# START OF Document segment
Dynamic Models with Ruby and MongoDB

Introduction

Over the past twelve years, most of my development has involved statically typed languages and relational databases. Over the last year or so, among other things, I’ve delved into Ruby and MongoDB and as with many others, enjoyed the ease and speed with which these can be used to create applications. Furthermore, I’ve found the new perspectives invaluable to my development skills as a whole.

What I’m going to show here is a specific flexibility that Ruby (or any other dynamic language) and MongoDB can provide compared to the statically typed/relational DB environment.

The functionality I’ll demonstrate is already provided in Ruby ODMs for Mongo such as MongoMapper and Mongoid, so it’s not a revelation. This exercise is more a diary entry of my own “Aha!” moment.
# END OF Document segment
# START OF Material shown
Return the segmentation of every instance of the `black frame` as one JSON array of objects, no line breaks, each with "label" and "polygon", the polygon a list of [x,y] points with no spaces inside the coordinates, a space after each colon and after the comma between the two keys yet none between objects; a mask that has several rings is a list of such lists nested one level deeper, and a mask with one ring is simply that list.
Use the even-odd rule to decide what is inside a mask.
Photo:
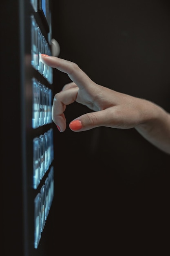
[{"label": "black frame", "polygon": [[45,28],[47,33],[49,32],[49,1],[46,0],[46,16],[45,16],[42,9],[42,0],[38,0],[38,12],[40,14],[42,22]]}]

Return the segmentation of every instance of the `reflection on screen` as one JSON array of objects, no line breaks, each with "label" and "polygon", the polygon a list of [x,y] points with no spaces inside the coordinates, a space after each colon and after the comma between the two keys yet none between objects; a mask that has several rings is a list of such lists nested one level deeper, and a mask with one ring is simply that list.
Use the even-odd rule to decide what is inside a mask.
[{"label": "reflection on screen", "polygon": [[46,0],[42,0],[42,10],[46,18]]}]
# END OF Material shown
Short problem 1> List every programming language, database, and library that the article on dynamic models mentions by name.
Short problem 2> From the article on dynamic models, pull out the wording from "Over the past" to "as a whole.".

Exercise result 1> Ruby, MongoDB, MongoMapper, Mongoid

Exercise result 2>
Over the past twelve years, most of my development has involved statically typed languages and relational databases. Over the last year or so, among other things, I’ve delved into Ruby and MongoDB and as with many others, enjoyed the ease and speed with which these can be used to create applications. Furthermore, I’ve found the new perspectives invaluable to my development skills as a whole.